[Start INPUT]

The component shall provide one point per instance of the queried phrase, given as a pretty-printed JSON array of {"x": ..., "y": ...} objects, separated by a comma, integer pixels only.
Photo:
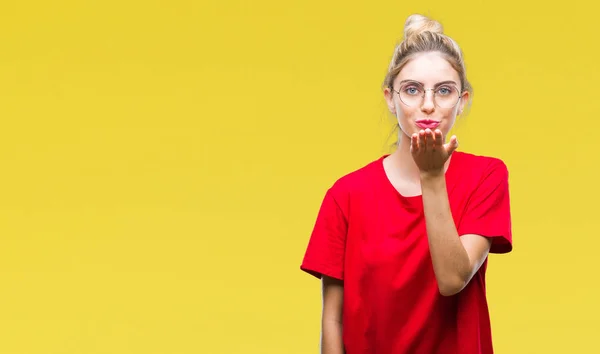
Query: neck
[{"x": 403, "y": 163}]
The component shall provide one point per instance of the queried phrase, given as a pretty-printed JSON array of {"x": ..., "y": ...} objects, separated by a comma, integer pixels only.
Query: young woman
[{"x": 401, "y": 244}]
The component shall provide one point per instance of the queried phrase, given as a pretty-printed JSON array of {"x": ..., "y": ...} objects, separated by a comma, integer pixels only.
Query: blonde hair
[{"x": 422, "y": 34}]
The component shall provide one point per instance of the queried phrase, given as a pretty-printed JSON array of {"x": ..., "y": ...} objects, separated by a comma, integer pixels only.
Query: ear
[
  {"x": 463, "y": 101},
  {"x": 389, "y": 98}
]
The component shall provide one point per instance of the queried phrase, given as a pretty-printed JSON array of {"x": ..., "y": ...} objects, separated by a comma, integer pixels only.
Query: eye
[
  {"x": 444, "y": 91},
  {"x": 412, "y": 90}
]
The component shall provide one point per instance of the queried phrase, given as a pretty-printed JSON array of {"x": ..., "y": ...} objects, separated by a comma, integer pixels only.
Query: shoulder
[
  {"x": 358, "y": 180},
  {"x": 480, "y": 167}
]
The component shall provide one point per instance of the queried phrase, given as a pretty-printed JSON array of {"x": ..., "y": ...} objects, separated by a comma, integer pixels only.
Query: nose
[{"x": 428, "y": 105}]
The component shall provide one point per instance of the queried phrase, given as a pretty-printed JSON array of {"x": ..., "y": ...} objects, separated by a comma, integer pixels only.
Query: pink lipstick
[{"x": 427, "y": 123}]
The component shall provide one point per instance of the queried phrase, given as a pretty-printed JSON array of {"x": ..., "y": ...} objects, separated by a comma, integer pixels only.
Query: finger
[
  {"x": 439, "y": 138},
  {"x": 452, "y": 145},
  {"x": 430, "y": 139},
  {"x": 422, "y": 146},
  {"x": 414, "y": 143}
]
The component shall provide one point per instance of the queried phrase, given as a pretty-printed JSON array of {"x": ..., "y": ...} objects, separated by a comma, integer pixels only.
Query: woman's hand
[{"x": 429, "y": 151}]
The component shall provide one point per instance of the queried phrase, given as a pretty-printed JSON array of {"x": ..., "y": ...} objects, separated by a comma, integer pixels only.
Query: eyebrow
[{"x": 437, "y": 84}]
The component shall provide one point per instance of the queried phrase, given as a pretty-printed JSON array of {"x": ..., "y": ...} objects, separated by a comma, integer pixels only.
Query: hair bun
[{"x": 417, "y": 24}]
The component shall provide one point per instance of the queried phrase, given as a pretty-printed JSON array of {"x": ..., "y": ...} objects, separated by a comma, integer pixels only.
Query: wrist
[{"x": 430, "y": 176}]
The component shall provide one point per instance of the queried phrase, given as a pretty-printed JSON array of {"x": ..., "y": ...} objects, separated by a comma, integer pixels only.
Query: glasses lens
[
  {"x": 446, "y": 96},
  {"x": 411, "y": 94}
]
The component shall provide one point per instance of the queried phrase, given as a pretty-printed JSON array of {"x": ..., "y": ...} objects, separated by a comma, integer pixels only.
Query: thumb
[{"x": 452, "y": 145}]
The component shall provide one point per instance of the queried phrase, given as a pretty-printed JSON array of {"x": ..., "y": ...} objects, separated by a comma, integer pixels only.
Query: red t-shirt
[{"x": 374, "y": 239}]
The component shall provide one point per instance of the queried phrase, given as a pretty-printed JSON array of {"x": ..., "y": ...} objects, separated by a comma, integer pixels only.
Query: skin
[{"x": 417, "y": 167}]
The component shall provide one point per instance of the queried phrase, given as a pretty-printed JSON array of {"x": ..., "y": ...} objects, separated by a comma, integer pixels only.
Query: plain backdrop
[{"x": 163, "y": 163}]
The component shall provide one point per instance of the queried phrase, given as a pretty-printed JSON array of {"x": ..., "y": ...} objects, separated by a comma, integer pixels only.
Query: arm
[
  {"x": 331, "y": 333},
  {"x": 455, "y": 259}
]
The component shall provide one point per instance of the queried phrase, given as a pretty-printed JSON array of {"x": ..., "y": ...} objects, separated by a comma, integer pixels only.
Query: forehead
[{"x": 429, "y": 69}]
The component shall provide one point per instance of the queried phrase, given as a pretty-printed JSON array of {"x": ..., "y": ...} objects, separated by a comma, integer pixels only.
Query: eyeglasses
[{"x": 412, "y": 94}]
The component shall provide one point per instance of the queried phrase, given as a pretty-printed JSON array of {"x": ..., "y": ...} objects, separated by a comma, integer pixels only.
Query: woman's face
[{"x": 426, "y": 94}]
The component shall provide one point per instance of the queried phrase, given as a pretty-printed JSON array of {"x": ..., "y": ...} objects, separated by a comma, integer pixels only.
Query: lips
[{"x": 427, "y": 123}]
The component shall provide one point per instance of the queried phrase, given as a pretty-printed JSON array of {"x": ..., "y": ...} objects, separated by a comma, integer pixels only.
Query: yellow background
[{"x": 163, "y": 163}]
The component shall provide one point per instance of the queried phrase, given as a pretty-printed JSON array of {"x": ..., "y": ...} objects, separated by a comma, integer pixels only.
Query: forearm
[
  {"x": 451, "y": 262},
  {"x": 331, "y": 337}
]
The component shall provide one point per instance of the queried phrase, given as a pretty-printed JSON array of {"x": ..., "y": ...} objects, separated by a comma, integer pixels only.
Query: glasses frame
[{"x": 460, "y": 93}]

[End INPUT]

## THE TASK
Go through the entries above and output them exactly, without pictures.

## SOLVED PROBLEM
The component shall provide one point per instance of the queried phrase, given as a pretty-printed JSON array of {"x": ..., "y": ...} objects, separated by a comma, integer pixels only.
Photo:
Query: neck
[{"x": 403, "y": 163}]
The component shall provide one point per instance of the queried phrase, given as a pretty-printed JSON array of {"x": ..., "y": ...} objects, separated by a comma, integer pixels only.
Query: young woman
[{"x": 401, "y": 244}]
The component shall provide one point per instance of the queried phrase, given as a pretty-printed JSON array of {"x": ..., "y": ...} objects, separated by a comma, integer pixels only.
Query: blonde hair
[{"x": 422, "y": 34}]
The component shall provide one point per instance of the queried phrase, given as a pretty-printed JSON array of {"x": ..., "y": ...} objects, separated by a comma, integer pixels only.
Query: ear
[
  {"x": 463, "y": 101},
  {"x": 389, "y": 98}
]
The component shall provide one point per instance of the queried phrase, given as a pretty-printed JSON array of {"x": ..., "y": ...} objects, separated by a comma, integer pixels only.
Query: eye
[
  {"x": 444, "y": 91},
  {"x": 412, "y": 90}
]
The component shall provide one point per instance of the queried phrase, given as a pretty-printed JSON array of {"x": ..., "y": ...} objects, separated by a comma, integer pixels only.
Query: shoulder
[
  {"x": 358, "y": 180},
  {"x": 480, "y": 167}
]
The component shall provide one point per instance of the queried phrase, given as a pretty-printed JSON array of {"x": ..., "y": ...} objects, separated by a comma, integer pixels only.
Query: nose
[{"x": 428, "y": 105}]
The component shall provide one point per instance of the queried phrase, given as a pretty-printed JSON array of {"x": ..., "y": ...} objects, separated by a comma, integer pixels only.
Query: pink lipstick
[{"x": 427, "y": 123}]
The component shall provide one point per instance of the queried phrase, given as a pretty-printed JSON array of {"x": ..., "y": ...} objects, separated by a comma, integer pixels only.
Query: finger
[
  {"x": 439, "y": 138},
  {"x": 452, "y": 145},
  {"x": 430, "y": 139},
  {"x": 422, "y": 146},
  {"x": 414, "y": 143}
]
The component shall provide one point per instance of the queried phrase, given as a pretty-printed JSON array of {"x": ..., "y": ...} objects, separated by a comma, integer pixels only.
Query: woman's hand
[{"x": 429, "y": 151}]
The component shall provide one point per instance of the queried phrase, given as a pretty-printed JSON array of {"x": ..., "y": ...} objects, separated by a comma, integer pixels only.
Query: eyebrow
[{"x": 437, "y": 84}]
The component shall provide one point per instance of the queried phrase, given as a pretty-printed JSON array of {"x": ..., "y": ...} objects, separated by a comma, integer pixels only.
Query: hair bun
[{"x": 417, "y": 24}]
The component shall provide one point per instance of the queried phrase, given as a pretty-printed JSON array of {"x": ..., "y": ...} objects, separated by a comma, integer pixels only.
Query: wrist
[{"x": 430, "y": 176}]
The component shall provide one point per instance of the queried phrase, given as a pretty-printed JSON array of {"x": ..., "y": ...} objects, separated by a comma, integer pixels only.
Query: glasses lens
[
  {"x": 446, "y": 96},
  {"x": 411, "y": 94}
]
The component shall provide one point per instance of the queried phrase, given as a pretty-printed JSON array of {"x": ..., "y": ...} objects, separated by a comma, integer pixels only.
Query: thumb
[{"x": 452, "y": 145}]
The component shall provide one point per instance of the queried phrase, given as a pretty-printed JSON array of {"x": ..., "y": ...} objects, separated by a comma, integer pixels only.
Query: red t-shirt
[{"x": 374, "y": 239}]
The component shall provide one point per instance of the queried phrase, given as a pretty-printed JSON array of {"x": ..., "y": ...} objects, separated by a comma, integer pixels only.
Query: skin
[{"x": 417, "y": 167}]
The component shall provide one point per instance of the queried phrase, given as a pretty-printed JSON array of {"x": ..., "y": ...} objects, separated by a comma, integer pixels only.
Query: plain backdrop
[{"x": 163, "y": 163}]
The component shall provide one point per instance of the queried phrase, given as a pretty-printed JSON array of {"x": ..., "y": ...} objects, separated by a comma, integer pixels only.
Query: arm
[
  {"x": 331, "y": 333},
  {"x": 455, "y": 259}
]
The component shall provide one point per instance of the queried phrase, given as a pretty-printed JSON array of {"x": ..., "y": ...} objects, separated by a comma, integer pixels only.
Query: forehead
[{"x": 429, "y": 69}]
The component shall provide one point per instance of the queried phrase, given as a pretty-printed JSON array of {"x": ..., "y": ...} objects, separated by a comma, integer pixels only.
Query: eyeglasses
[{"x": 412, "y": 94}]
The component shall provide one point per instance of the queried phrase, given as a pretty-printed JSON array of {"x": ..., "y": ...} objects, separated by a comma, integer pixels only.
Query: woman's face
[{"x": 426, "y": 94}]
The component shall provide one point per instance of the queried phrase, given as a pretty-printed JSON array of {"x": ..., "y": ...} objects, separated by a comma, integer pixels only.
Query: lips
[{"x": 427, "y": 123}]
The component shall provide one point per instance of the queried phrase, given as a pretty-printed JSON array of {"x": ..., "y": ...} objects, separated by a comma, integer pixels only.
Query: yellow background
[{"x": 163, "y": 163}]
The component shall provide one point per instance of the queried phrase, given as a pretty-printed JSON array of {"x": ..., "y": ...} objects, separated by a comma, integer pixels only.
Query: forearm
[
  {"x": 451, "y": 262},
  {"x": 331, "y": 337}
]
The component shall provide one point per instance of the queried phrase, given as a pretty-printed JSON array of {"x": ..., "y": ...} objects, separated by a comma, integer pixels only.
Query: glasses frame
[{"x": 460, "y": 93}]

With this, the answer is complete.